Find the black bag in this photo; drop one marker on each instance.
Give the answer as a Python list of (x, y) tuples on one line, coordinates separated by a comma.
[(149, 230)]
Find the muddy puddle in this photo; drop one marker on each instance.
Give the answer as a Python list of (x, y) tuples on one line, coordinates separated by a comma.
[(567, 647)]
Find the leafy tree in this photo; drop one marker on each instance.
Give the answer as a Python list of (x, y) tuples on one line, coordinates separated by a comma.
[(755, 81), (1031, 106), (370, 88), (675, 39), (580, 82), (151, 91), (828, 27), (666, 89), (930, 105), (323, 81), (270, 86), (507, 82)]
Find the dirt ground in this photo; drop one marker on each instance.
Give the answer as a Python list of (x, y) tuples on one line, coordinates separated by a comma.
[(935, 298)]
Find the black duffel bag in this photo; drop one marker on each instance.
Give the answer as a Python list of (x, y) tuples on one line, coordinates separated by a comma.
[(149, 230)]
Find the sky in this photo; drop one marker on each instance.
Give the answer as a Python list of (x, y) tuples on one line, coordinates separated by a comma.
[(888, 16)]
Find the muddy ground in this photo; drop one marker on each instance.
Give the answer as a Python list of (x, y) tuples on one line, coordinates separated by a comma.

[Written problem]:
Format every line of the data above as a numbered list, leaving out any blank lines.

[Answer to this exercise]:
1. Find the black bag in this photo; drop one marker on each instance.
2. Give the answer as a Python list of (x, y) tuples on one line, coordinates separated by a comma.
3. [(149, 230)]
4. Find the muddy puddle in this photo; drop one marker on each instance.
5. Give the answer as a Python list of (x, y) tuples on one line, coordinates separated by a comma.
6. [(567, 647)]
7. Find the leafy tree in this photo; drop one marker on each instance.
8. Give the answer as a Python list of (x, y) tuples on one line, coordinates separated by a comma.
9. [(755, 81), (1031, 106), (370, 88), (675, 39), (580, 82), (151, 91), (828, 27), (666, 89), (930, 105), (323, 81), (270, 86), (507, 82)]
10. Find the dirt ground in this photo; drop one marker on each instance.
11. Give the answer as a Python list of (x, y) tuples on one line, coordinates separated by a comma.
12. [(935, 298)]
13. Find the black duffel bag in this photo; drop one marker on each instance.
14. Give the answer as a Python list of (x, y) tuples on one line, coordinates separated by a comma.
15. [(149, 230)]
16. Find the sky in this photo; drop one marker on each instance.
17. Give the answer as a Python list of (x, y) tuples on one line, coordinates separated by a comma.
18. [(888, 16)]
19. Find the muddy ground in this photo; drop one marker on each instance.
20. Give the answer as a Python list of (x, y) tuples on one line, coordinates separated by a comma.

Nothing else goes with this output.